=== Text section ===

Our Picks: 10 Ways People Spent a Free/Low Budget Gap Year

No Money? No Problem. There's plenty to do. 

IMG_1630 2.JPG

1. Farmed in Norway and saw the Northern Lights

Most hosts on WWOOF and Workaway cover all accommodation and food costs, and you can meet people from all walks of life.

Through WWOOF, Aeshna C. (Columbia ’21) worked on a farm in Norway to see the Northern Lights; read about it here. With Workaway, Isabella B. (Manchester Metropolitan U.) worked at a glamping site in Portugal. Find out more about her experience here.


2. Worked at a ski resort in the French Alps and skiied for free

The pay is decent, and you get to enjoy an expensive sport for nearly nothing.

Tom Kim (University College of London ’20) worked as a waiter at a ski resort in the French Alps, and and Anna Greene (Stanford ’21) worked for a ski resort in Colorado. Want to know how they found the jobs? Read about Tom's experience here, and Anna's here.


3. Became fluent in Chinese, 100% funded by the State Department

National Security Language Initiative for Youth is academically intense, but a sure way to improve your language skills.

Clara S. and Cami K. (Stanford ’21) spent a year in Beijing through the NSLI-Y program; read more here. Emily L. (Wellesley ’21) lived in Marrakech, Morocco for a year through the same program; read about it here.

IMG_7990 2.jpg

4. Stayed at a temple

Many temples offer varying lengths of working stays, during which you work a few hours a day in exchange for meals, accommodation, and meditation lessons.

Jiyoung J. (Stanford ’21) worked at the Kadampa World Peace Temple and Meditation Center, where she met some incredibly kind and wise people, while learning more about a religion she was interested in. Learn more here.


5. Biked alone from Oregon to Arizona

Sterling reflects that it's a great way to build your character and to push yourself.

Sterling D. (Stanford '21) did a solo biking trip from Oregon to Arizona, and highly recommends it. Read more here. Rein (Scripps '20) biked alone from Belgium to Spain; read about her experience here.


6. Worked at a college counseling office in Seoul, Korea.

Explore a career field and save up for your trips.

Minji C. (Smith '20) got a job at an international school, and worked at its college counseling office; read more here. Don't be afraid to work at home; you can gain valuable lessons and save up a lot of money. Read about more cool jobs and internships that people did here.

PEER pic.jpg

7. Worked for an education reform nonprofit in China

Many nonprofits offer fellowships/volunteer positions with living stipends.

Jiyoung J. (Stanford ’21) worked for PEER China, living and teaching at a high school in Southern China. Accommodation, food, and living stipend all provided. Check out Jiyoung's experience here. Email nonprofits or apply for positions at organizations like Teach for America.


8. Founded a sandal company

Make something you wish existed. Just do it.

Sterling D. built a company that makes sandals out of recycled tires, and Jiyoung J. and Sasha L. built this website. Anonymous (Scripps ’20) spent a part of her year building a fashion blog. Check out entrepreneurial ways to spend your gap year here.

=== Material supplied ===

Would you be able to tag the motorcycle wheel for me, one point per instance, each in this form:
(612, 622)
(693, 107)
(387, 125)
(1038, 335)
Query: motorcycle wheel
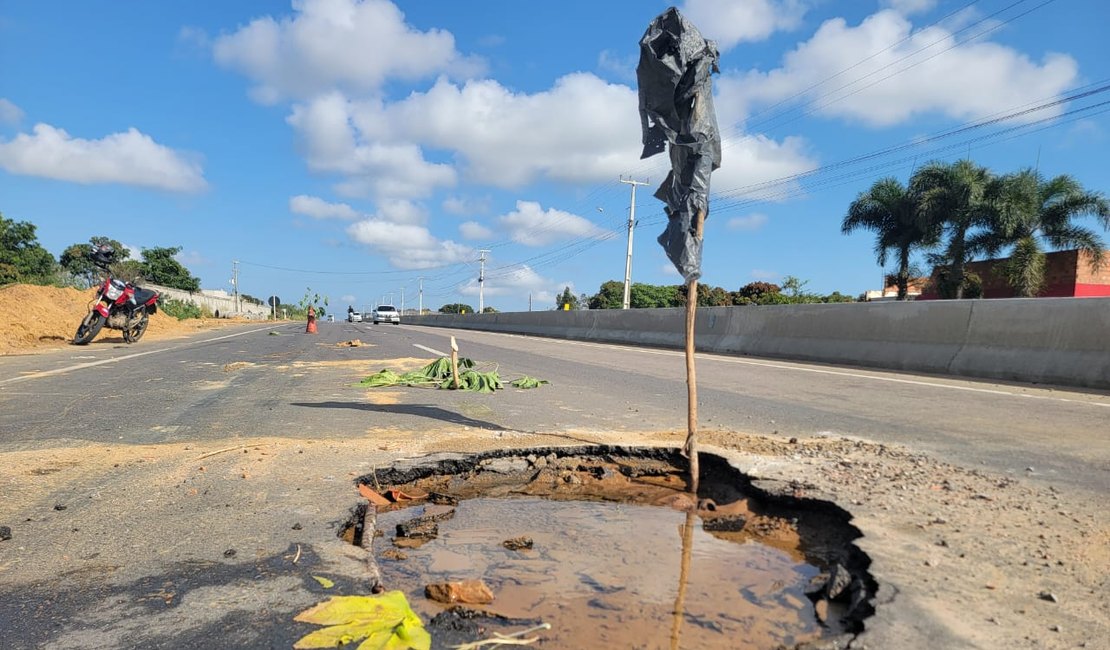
(135, 328)
(89, 328)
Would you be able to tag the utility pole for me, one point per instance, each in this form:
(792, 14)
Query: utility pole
(632, 224)
(234, 284)
(482, 282)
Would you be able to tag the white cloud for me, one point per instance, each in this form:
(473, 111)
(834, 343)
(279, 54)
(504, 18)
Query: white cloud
(517, 280)
(749, 161)
(9, 112)
(473, 230)
(730, 22)
(383, 170)
(909, 7)
(319, 209)
(970, 80)
(407, 245)
(400, 211)
(748, 223)
(193, 40)
(465, 205)
(582, 130)
(129, 159)
(530, 224)
(352, 44)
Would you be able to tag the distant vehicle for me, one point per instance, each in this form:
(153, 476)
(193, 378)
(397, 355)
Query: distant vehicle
(387, 314)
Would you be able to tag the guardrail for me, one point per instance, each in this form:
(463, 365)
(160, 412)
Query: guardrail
(1043, 341)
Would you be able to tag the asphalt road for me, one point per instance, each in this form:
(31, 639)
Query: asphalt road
(249, 382)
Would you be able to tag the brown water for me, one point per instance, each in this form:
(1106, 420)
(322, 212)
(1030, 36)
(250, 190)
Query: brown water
(607, 575)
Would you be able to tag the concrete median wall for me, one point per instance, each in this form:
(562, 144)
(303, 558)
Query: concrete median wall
(224, 304)
(1050, 341)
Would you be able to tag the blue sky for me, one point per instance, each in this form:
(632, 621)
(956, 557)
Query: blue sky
(356, 146)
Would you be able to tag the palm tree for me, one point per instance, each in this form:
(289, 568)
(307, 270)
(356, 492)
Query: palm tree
(1033, 210)
(892, 213)
(959, 197)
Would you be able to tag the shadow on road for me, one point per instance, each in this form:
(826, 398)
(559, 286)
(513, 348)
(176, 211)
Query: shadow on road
(417, 409)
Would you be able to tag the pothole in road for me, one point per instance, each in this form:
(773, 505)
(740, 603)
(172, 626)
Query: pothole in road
(604, 544)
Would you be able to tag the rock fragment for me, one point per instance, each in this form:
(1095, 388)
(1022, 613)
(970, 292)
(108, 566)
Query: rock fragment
(466, 591)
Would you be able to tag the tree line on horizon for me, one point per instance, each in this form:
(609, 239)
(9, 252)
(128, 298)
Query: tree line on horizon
(24, 260)
(960, 211)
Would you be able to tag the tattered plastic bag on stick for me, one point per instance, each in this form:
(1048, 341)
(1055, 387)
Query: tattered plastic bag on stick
(676, 108)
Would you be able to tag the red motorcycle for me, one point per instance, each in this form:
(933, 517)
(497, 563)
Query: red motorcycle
(119, 305)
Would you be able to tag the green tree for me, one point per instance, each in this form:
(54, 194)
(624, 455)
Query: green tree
(646, 296)
(960, 197)
(1035, 212)
(74, 260)
(318, 303)
(22, 259)
(608, 296)
(894, 213)
(456, 308)
(567, 297)
(758, 293)
(160, 267)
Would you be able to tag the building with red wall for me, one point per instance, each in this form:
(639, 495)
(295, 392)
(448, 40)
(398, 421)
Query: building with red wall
(1067, 274)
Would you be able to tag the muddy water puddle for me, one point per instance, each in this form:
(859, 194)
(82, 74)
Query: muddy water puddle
(606, 547)
(607, 575)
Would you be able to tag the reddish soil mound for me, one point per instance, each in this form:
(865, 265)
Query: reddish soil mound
(46, 316)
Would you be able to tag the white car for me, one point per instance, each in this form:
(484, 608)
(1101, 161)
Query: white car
(386, 314)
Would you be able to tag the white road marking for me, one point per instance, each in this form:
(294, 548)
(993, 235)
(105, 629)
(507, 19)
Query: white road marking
(129, 356)
(800, 368)
(433, 351)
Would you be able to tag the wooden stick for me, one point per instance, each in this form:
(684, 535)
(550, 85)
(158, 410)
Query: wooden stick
(684, 571)
(690, 447)
(454, 362)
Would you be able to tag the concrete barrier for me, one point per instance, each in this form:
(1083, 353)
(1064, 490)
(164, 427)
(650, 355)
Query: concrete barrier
(213, 303)
(1049, 341)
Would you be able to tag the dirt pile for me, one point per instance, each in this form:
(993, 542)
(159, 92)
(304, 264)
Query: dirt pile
(39, 317)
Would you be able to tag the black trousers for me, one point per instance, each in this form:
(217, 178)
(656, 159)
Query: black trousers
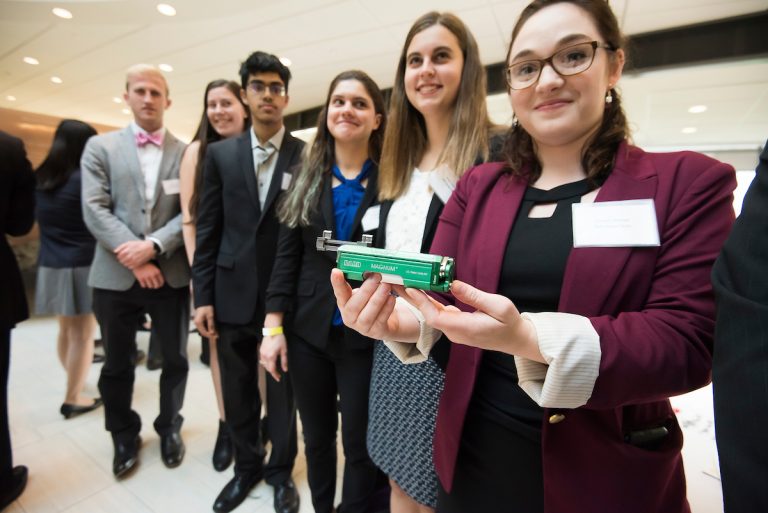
(238, 350)
(6, 456)
(318, 377)
(497, 471)
(117, 312)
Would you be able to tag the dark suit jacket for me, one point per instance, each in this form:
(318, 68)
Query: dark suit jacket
(236, 241)
(652, 308)
(740, 373)
(300, 283)
(17, 215)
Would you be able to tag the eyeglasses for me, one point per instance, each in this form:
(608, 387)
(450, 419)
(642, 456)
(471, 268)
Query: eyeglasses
(567, 61)
(259, 88)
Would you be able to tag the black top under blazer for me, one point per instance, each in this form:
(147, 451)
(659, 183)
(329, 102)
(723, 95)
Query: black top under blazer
(236, 241)
(301, 277)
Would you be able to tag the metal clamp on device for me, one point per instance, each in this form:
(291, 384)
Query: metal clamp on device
(416, 270)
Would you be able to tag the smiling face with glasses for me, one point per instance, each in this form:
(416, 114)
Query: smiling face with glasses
(266, 96)
(560, 99)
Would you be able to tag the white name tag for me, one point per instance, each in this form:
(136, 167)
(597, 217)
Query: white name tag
(442, 182)
(171, 186)
(629, 223)
(370, 220)
(286, 181)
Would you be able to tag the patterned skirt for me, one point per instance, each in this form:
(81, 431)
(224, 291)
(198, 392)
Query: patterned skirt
(402, 411)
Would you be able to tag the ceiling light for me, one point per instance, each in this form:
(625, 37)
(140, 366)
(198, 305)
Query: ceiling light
(166, 9)
(62, 13)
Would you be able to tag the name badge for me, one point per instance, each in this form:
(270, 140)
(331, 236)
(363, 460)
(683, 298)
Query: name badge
(442, 182)
(608, 224)
(370, 220)
(171, 186)
(286, 181)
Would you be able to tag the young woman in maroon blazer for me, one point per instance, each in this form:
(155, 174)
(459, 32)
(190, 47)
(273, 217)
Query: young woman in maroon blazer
(565, 406)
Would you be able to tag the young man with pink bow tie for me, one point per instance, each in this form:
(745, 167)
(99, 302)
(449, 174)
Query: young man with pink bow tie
(131, 205)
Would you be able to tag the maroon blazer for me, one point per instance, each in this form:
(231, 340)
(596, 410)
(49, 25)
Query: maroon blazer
(653, 309)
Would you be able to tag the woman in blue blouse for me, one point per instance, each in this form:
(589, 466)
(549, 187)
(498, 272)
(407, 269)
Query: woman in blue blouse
(335, 189)
(66, 252)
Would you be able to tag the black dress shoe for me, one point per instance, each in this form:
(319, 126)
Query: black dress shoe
(15, 486)
(235, 492)
(222, 451)
(286, 497)
(73, 410)
(172, 449)
(126, 457)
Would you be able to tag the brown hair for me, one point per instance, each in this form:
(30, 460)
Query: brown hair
(301, 199)
(405, 140)
(598, 154)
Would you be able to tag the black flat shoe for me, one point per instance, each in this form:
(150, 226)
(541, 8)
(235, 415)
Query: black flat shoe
(73, 410)
(286, 497)
(126, 457)
(16, 486)
(172, 449)
(222, 451)
(235, 492)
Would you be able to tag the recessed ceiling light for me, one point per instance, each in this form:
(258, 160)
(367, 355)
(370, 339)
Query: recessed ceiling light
(62, 13)
(166, 9)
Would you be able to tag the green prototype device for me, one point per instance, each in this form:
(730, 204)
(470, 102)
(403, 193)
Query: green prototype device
(416, 270)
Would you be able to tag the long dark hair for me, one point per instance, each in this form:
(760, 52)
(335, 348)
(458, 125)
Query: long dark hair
(406, 138)
(206, 134)
(600, 150)
(64, 155)
(298, 204)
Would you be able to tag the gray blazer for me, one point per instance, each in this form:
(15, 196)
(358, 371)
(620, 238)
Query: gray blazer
(115, 209)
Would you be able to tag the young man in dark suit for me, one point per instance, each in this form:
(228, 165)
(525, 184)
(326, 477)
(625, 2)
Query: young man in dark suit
(17, 215)
(131, 206)
(236, 243)
(740, 365)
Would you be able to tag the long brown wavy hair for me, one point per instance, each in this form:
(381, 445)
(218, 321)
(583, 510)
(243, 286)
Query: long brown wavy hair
(405, 140)
(301, 200)
(206, 134)
(599, 152)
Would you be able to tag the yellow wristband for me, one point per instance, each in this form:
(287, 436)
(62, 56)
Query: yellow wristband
(268, 332)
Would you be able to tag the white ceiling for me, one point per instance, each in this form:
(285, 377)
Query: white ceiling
(208, 39)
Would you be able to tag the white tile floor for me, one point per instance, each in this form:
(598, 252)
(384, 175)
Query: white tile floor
(70, 461)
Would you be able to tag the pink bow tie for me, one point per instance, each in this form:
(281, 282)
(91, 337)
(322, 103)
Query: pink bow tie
(142, 139)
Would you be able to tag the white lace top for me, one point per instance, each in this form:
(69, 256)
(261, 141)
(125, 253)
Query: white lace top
(408, 215)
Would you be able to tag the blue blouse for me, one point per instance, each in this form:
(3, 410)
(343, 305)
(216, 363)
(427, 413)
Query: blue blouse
(346, 200)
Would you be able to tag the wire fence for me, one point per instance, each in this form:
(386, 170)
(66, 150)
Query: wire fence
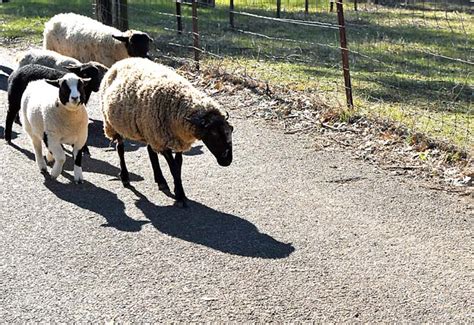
(410, 60)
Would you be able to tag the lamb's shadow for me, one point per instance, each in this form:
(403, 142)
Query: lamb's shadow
(89, 165)
(208, 227)
(2, 133)
(4, 73)
(95, 199)
(96, 137)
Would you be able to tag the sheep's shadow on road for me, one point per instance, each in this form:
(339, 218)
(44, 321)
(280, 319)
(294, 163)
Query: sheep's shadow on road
(211, 228)
(89, 165)
(98, 200)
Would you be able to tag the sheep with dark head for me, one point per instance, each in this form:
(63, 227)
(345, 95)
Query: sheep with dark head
(148, 102)
(20, 78)
(56, 117)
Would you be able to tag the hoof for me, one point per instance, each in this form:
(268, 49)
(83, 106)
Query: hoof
(163, 187)
(125, 179)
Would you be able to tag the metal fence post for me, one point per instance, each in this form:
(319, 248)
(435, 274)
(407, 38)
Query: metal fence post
(103, 11)
(345, 53)
(122, 15)
(178, 17)
(231, 13)
(195, 34)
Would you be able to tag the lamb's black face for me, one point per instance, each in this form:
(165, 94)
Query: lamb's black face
(218, 139)
(138, 44)
(71, 90)
(216, 133)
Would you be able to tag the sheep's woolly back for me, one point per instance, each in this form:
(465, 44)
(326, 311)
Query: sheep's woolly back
(149, 102)
(46, 58)
(83, 38)
(42, 112)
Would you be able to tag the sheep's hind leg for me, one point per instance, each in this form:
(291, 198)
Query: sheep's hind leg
(155, 164)
(11, 117)
(175, 168)
(59, 157)
(124, 176)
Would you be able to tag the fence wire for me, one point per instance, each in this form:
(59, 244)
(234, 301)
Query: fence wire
(410, 60)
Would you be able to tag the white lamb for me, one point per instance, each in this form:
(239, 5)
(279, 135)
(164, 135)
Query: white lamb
(56, 117)
(46, 58)
(87, 39)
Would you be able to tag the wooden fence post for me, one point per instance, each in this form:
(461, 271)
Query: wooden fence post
(231, 13)
(122, 15)
(345, 53)
(178, 17)
(195, 34)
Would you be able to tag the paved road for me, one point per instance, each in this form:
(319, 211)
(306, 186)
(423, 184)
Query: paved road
(274, 237)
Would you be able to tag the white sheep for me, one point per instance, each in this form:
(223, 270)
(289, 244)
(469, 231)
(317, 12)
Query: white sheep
(87, 39)
(46, 58)
(56, 116)
(149, 102)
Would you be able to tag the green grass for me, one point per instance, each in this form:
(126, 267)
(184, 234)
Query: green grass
(392, 73)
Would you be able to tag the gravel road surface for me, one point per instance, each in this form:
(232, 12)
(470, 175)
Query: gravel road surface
(287, 233)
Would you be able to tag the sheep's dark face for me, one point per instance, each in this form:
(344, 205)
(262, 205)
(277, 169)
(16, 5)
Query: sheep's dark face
(71, 90)
(137, 43)
(92, 70)
(216, 133)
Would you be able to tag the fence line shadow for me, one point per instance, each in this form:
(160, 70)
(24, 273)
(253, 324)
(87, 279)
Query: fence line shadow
(205, 226)
(96, 199)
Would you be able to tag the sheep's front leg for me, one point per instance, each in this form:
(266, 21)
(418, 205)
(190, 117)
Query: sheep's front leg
(37, 146)
(175, 168)
(59, 157)
(155, 164)
(124, 176)
(78, 178)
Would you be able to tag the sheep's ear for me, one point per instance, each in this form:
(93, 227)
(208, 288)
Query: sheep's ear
(55, 83)
(198, 121)
(85, 80)
(121, 38)
(74, 68)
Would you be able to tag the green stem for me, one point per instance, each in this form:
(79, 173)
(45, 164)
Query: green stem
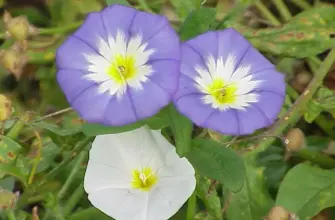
(54, 30)
(19, 125)
(10, 214)
(266, 13)
(191, 207)
(81, 146)
(283, 10)
(316, 157)
(302, 4)
(74, 199)
(296, 111)
(145, 6)
(71, 177)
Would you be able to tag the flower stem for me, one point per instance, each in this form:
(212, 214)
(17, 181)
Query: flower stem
(283, 10)
(302, 4)
(10, 214)
(296, 111)
(74, 199)
(266, 13)
(191, 207)
(71, 177)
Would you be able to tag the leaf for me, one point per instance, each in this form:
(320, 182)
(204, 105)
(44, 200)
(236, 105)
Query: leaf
(198, 22)
(210, 199)
(298, 38)
(213, 160)
(98, 129)
(253, 201)
(315, 193)
(183, 8)
(182, 131)
(120, 2)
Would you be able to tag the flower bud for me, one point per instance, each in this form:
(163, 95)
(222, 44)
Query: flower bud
(278, 213)
(5, 108)
(295, 139)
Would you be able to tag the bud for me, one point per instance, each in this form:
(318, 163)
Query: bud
(295, 139)
(17, 27)
(278, 213)
(5, 108)
(13, 61)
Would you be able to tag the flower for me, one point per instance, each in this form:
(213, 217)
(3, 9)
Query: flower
(137, 175)
(226, 85)
(120, 66)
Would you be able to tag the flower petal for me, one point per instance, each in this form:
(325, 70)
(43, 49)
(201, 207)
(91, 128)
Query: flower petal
(166, 74)
(123, 204)
(148, 101)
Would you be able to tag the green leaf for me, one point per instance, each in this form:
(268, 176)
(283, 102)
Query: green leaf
(210, 199)
(298, 38)
(253, 201)
(213, 160)
(98, 129)
(182, 131)
(119, 2)
(315, 193)
(198, 22)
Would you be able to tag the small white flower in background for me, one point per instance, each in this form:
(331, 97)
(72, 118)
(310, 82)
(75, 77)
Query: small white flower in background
(137, 175)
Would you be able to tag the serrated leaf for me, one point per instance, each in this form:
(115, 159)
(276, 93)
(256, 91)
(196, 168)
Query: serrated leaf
(209, 197)
(182, 131)
(119, 2)
(198, 22)
(213, 160)
(315, 193)
(253, 201)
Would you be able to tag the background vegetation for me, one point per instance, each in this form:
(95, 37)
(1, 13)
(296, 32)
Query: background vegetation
(282, 172)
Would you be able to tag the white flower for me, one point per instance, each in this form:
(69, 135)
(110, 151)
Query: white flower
(137, 175)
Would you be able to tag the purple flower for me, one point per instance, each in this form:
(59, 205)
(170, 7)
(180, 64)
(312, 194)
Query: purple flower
(120, 66)
(228, 86)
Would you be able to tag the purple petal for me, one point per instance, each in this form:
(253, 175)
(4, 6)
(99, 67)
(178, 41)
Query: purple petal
(270, 104)
(72, 83)
(190, 59)
(205, 44)
(193, 107)
(226, 122)
(166, 44)
(251, 119)
(148, 25)
(120, 112)
(92, 30)
(70, 55)
(232, 43)
(117, 17)
(186, 87)
(166, 74)
(148, 101)
(91, 105)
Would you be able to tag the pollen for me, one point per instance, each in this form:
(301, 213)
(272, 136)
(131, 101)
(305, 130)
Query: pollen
(143, 179)
(222, 92)
(122, 68)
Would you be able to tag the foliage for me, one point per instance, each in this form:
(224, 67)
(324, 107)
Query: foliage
(240, 178)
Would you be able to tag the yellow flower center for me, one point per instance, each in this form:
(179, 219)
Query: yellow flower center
(122, 68)
(223, 93)
(143, 179)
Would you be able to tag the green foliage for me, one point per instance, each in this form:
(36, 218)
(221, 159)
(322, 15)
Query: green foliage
(213, 160)
(253, 201)
(310, 197)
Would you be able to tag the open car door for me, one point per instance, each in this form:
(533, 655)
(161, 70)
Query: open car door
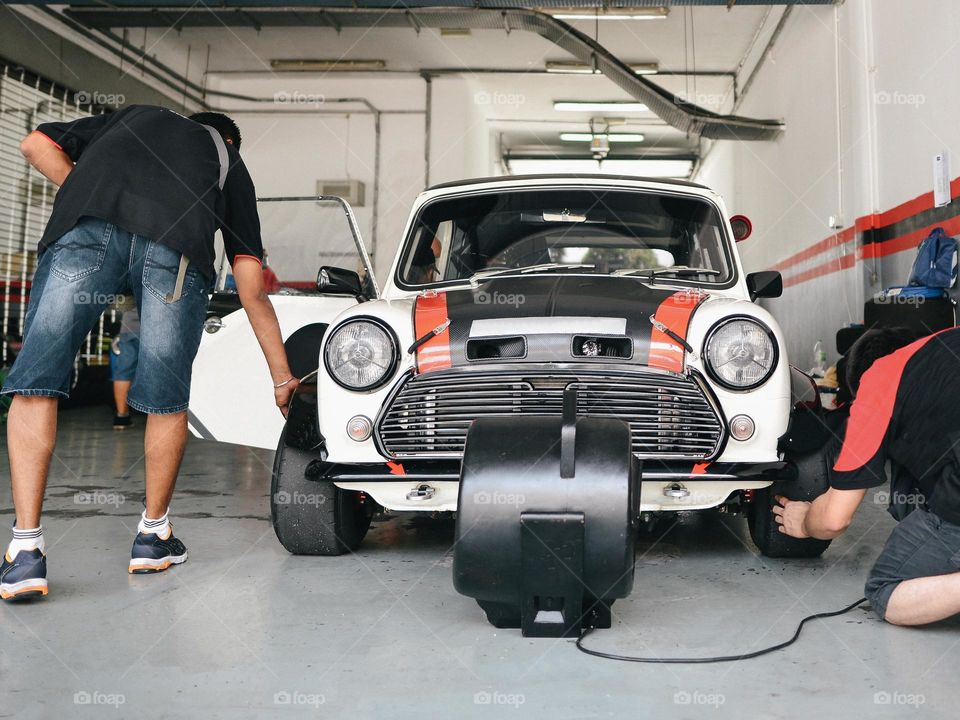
(231, 396)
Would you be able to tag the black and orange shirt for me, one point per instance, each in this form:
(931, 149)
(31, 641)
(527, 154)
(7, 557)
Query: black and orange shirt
(907, 411)
(155, 173)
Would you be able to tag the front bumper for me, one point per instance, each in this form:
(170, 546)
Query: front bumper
(665, 487)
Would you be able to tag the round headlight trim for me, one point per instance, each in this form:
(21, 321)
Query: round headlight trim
(365, 353)
(712, 371)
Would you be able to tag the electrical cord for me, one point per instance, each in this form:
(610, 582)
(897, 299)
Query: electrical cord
(721, 658)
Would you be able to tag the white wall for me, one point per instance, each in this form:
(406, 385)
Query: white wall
(301, 135)
(897, 107)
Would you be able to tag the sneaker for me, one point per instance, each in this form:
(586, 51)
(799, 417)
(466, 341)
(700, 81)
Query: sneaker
(151, 553)
(24, 576)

===

> _Questions on the material_
(a) Answer these from the gap year article:
(i) Where did Isabella B. work through Workaway?
(ii) In which city did Emily L. live for a year through the NSLI-Y program?
(iii) What material does Sterling D.'s company use to make sandals?
(b) Quote the stretch of the gap year article from "Clara S. and" through "Learn more here.".
Rely solely on the gap year article when responding, not on the rows.

> _Answers by task_
(a)
(i) At a glamping site in Portugal.
(ii) Marrakech, Morocco.
(iii) Recycled tires.

(b)
Clara S. and Cami K. (Stanford ’21) spent a year in Beijing through the NSLI-Y program; read more here. Emily L. (Wellesley ’21) lived in Marrakech, Morocco for a year through the same program; read about it here.

IMG_7990 2.jpg

4. Stayed at a temple

Many temples offer varying lengths of working stays, during which you work a few hours a day in exchange for meals, accommodation, and meditation lessons.

Jiyoung J. (Stanford ’21) worked at the Kadampa World Peace Temple and Meditation Center, where she met some incredibly kind and wise people, while learning more about a religion she was interested in. Learn more here.